Qué debes hacer:
A – Resume en dos oraciones el texto sobre los mapas y las tierras desconocidas.
B – Prolonga el texto sobre los mapas y las tierras desconocidas a partir de su última oración.

Texto de partida:

━━━━

31 de octubre de 2016 | Joaquín Rayego Gutiérrez

El paraíso de los pájaros

─ “PLATERO ¿HABRÁ UN PARAÍSO DE LOS PÁJAROS? ¿HABRÁ UN VERGEL VERDE SOBRE EL CIELO AZUL, TODO EN FLOR DE ROSALES ÁUREOS, CON ALMAS DE PÁJAROS BLANCOS, ROSAS, CELESTES, AMARILLOS?”

El paraíso de los pájaros
El paraíso de los pájaros
Hasta mediados del siglo XIX los mapas y cartas geográficas determinaban como “terra ignota” una gran parte del continente africano, de Asia y de la Amazonía.
Tan sólo los datos aportados por intrépidos viajeros, y minuciosos informantes; la concienzuda labor de técnicos y científicos ─ arquitectos, topógrafos, cartógrafos, marinos, delineantes, ingenieros militares, religiosos, personal adscrito a la Administración, etc… ─; y el uso de nuevos métodos e instrumentos ─ el catastro, el cronómetro de precisión, el teodolito, etc…─ permitirán no sólo trazar el perfil de las costas, los accidentes geográficos, y el curso de los ríos, si no también representar, cuantificar y medir toda clase de espacio.

━━━━

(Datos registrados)
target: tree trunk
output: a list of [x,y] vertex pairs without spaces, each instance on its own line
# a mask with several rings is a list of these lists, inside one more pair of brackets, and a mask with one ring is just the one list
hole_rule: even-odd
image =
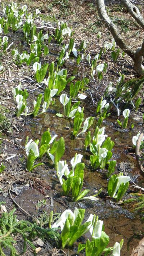
[[[128,9],[127,4],[130,3],[129,0],[122,0],[122,2],[123,1],[125,1],[125,4],[126,5]],[[132,47],[126,44],[118,28],[112,22],[107,15],[104,0],[96,0],[96,3],[100,19],[104,24],[105,27],[108,28],[112,34],[117,45],[134,60],[134,67],[138,73],[140,75],[144,75],[144,66],[142,64],[142,62],[143,57],[144,57],[144,40],[141,47],[138,47],[136,51],[134,50],[133,48],[132,49]],[[131,4],[133,9],[134,8],[136,10],[137,7],[134,5]],[[136,18],[136,14],[135,17],[135,18]],[[140,19],[141,22],[144,20],[143,18],[143,20],[140,18],[140,19],[138,17],[137,18],[139,21]]]

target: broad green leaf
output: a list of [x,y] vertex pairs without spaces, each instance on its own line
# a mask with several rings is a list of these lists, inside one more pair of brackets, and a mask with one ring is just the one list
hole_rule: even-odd
[[57,114],[55,114],[57,116],[58,116],[59,117],[63,117],[64,116],[64,115],[63,114],[60,114],[60,113],[57,113]]
[[55,153],[55,162],[58,162],[64,153],[65,148],[64,140],[63,137],[61,137],[58,141],[57,149]]

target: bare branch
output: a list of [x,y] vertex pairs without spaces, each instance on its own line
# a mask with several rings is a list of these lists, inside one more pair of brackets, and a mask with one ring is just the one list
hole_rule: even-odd
[[108,16],[105,10],[104,0],[96,0],[98,12],[105,26],[112,33],[117,44],[131,58],[134,60],[135,51],[127,45],[122,36],[120,30]]
[[144,256],[144,237],[140,241],[139,245],[132,252],[130,256]]
[[[123,3],[126,2],[127,4],[128,3],[130,3],[129,0],[122,0],[122,2]],[[138,73],[140,75],[143,75],[144,66],[143,65],[142,63],[143,57],[144,57],[144,41],[142,43],[141,46],[138,47],[136,51],[134,50],[133,48],[132,48],[130,45],[126,44],[124,39],[121,35],[119,28],[112,22],[107,15],[105,10],[104,0],[96,0],[96,3],[100,18],[106,27],[108,28],[112,33],[117,44],[134,60],[134,67]],[[139,11],[138,9],[137,12],[137,7],[135,6],[135,5],[132,4],[131,5],[132,6],[135,6],[134,8],[135,8],[136,12],[136,12],[136,14],[137,14],[136,15],[137,15],[137,18],[138,19],[138,13],[140,13],[139,12],[138,12]],[[134,7],[133,8],[134,9]],[[136,14],[135,15],[135,17],[136,15]],[[139,18],[138,19],[139,21],[140,20],[141,17],[142,17],[140,14],[140,15]],[[144,20],[142,17],[142,19],[141,19],[141,22],[144,22]]]
[[134,18],[143,28],[144,28],[144,19],[138,7],[132,4],[129,0],[122,0],[122,2],[132,17]]

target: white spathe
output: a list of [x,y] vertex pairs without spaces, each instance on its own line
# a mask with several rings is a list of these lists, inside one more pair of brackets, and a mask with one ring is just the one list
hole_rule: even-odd
[[30,150],[32,149],[34,152],[35,157],[37,157],[39,156],[39,151],[36,142],[33,142],[31,139],[30,139],[29,142],[25,145],[25,149],[27,156],[28,156]]
[[130,114],[130,110],[129,108],[126,109],[125,109],[122,112],[122,114],[125,118],[126,118],[126,117],[128,117],[129,116]]
[[58,91],[58,89],[53,89],[50,90],[50,95],[51,98],[54,96]]
[[84,95],[84,94],[82,94],[81,93],[79,93],[78,94],[78,98],[80,99],[85,99],[86,98],[86,95]]
[[15,97],[15,101],[17,103],[18,103],[20,101],[23,100],[23,96],[22,95],[18,94]]
[[44,36],[42,37],[41,38],[41,40],[42,41],[43,41],[44,40],[45,40],[46,39],[48,39],[49,38],[49,35],[48,34],[45,34]]
[[33,69],[36,73],[37,70],[39,70],[41,68],[41,64],[40,64],[40,63],[39,63],[39,62],[35,62],[33,66],[32,66],[32,68],[33,68]]
[[78,155],[76,154],[75,156],[72,158],[71,161],[71,163],[72,166],[73,171],[77,164],[78,163],[81,162],[82,157],[82,155],[81,155],[80,154],[78,154]]
[[[140,133],[138,133],[138,134],[136,136],[134,136],[132,138],[132,143],[134,145],[134,146],[136,145],[136,141],[138,140],[138,138],[139,137],[139,135],[140,134]],[[141,140],[141,142],[143,141],[144,140],[144,137],[143,136],[142,139]]]
[[102,64],[99,64],[95,68],[97,72],[102,72],[104,67],[104,65],[103,63]]
[[68,165],[64,161],[59,161],[58,163],[58,177],[62,185],[63,183],[62,180],[63,176],[65,175],[67,176],[69,174],[68,166]]
[[112,254],[110,256],[120,256],[120,244],[119,243],[116,242],[114,246]]
[[75,220],[76,218],[77,215],[78,214],[78,209],[76,207],[75,208],[74,212],[73,212],[70,210],[66,210],[62,214],[61,217],[52,226],[52,228],[58,228],[59,226],[60,226],[61,230],[62,230],[63,229],[67,219],[69,216],[71,219],[73,218]]
[[91,235],[93,235],[92,237],[93,238],[95,239],[98,238],[100,237],[102,234],[103,225],[103,221],[99,220],[98,221],[96,226],[94,228],[94,226],[93,225],[91,226],[90,229],[90,232]]
[[130,178],[129,176],[120,176],[120,177],[118,177],[117,178],[117,179],[118,179],[118,182],[117,184],[117,186],[116,187],[114,191],[113,192],[112,195],[113,197],[114,197],[115,196],[116,194],[120,188],[121,183],[123,182],[124,184],[125,184],[127,182],[128,182],[130,180]]
[[69,99],[67,96],[66,93],[63,93],[60,95],[59,100],[63,106],[65,106],[67,105],[69,101]]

━━━━

Respuestas de actividades:
A – Hasta mediados del siglo XIX, los mapas señalaban como "terra ignota" gran parte de África, de Asia y de la Amazonía. Solo los datos de viajeros e informantes, el trabajo de técnicos y científicos y el uso de nuevos métodos e instrumentos, como el catastro, el cronómetro de precisión y el teodolito, permitirán trazar costas, accidentes geográficos y cursos de ríos, y representar, cuantificar y medir toda clase de espacio.

B –
Gracias a tan costosa labor surgirán originales proyectos; se trazarán nuevas redes de comunicación; se remozarán viejos edificios; e incluso se promoverá una nueva forma de vida.
La ciudad quedará convertida en un espacio doméstico, más adaptable a las necesidades del hombre, y a los patrones de policía, de orden, e higiene.
Los cementerios, que otrora se ubicaron en las huertas de los conventos, y en el interior de las iglesias, pasaron a emplazarse en las afueras de la ciudad, por razones sanitarias, y de higiene.
El de Sevilla, concretamente, se situará en la zona Norte, en un lugar alto, y expuesto a la influencia de los vientos: la huerta de “La Fontanilla”, terreno que en aquel año de gracia de 1852 aún pertenecía al Hospital de San Lázaro.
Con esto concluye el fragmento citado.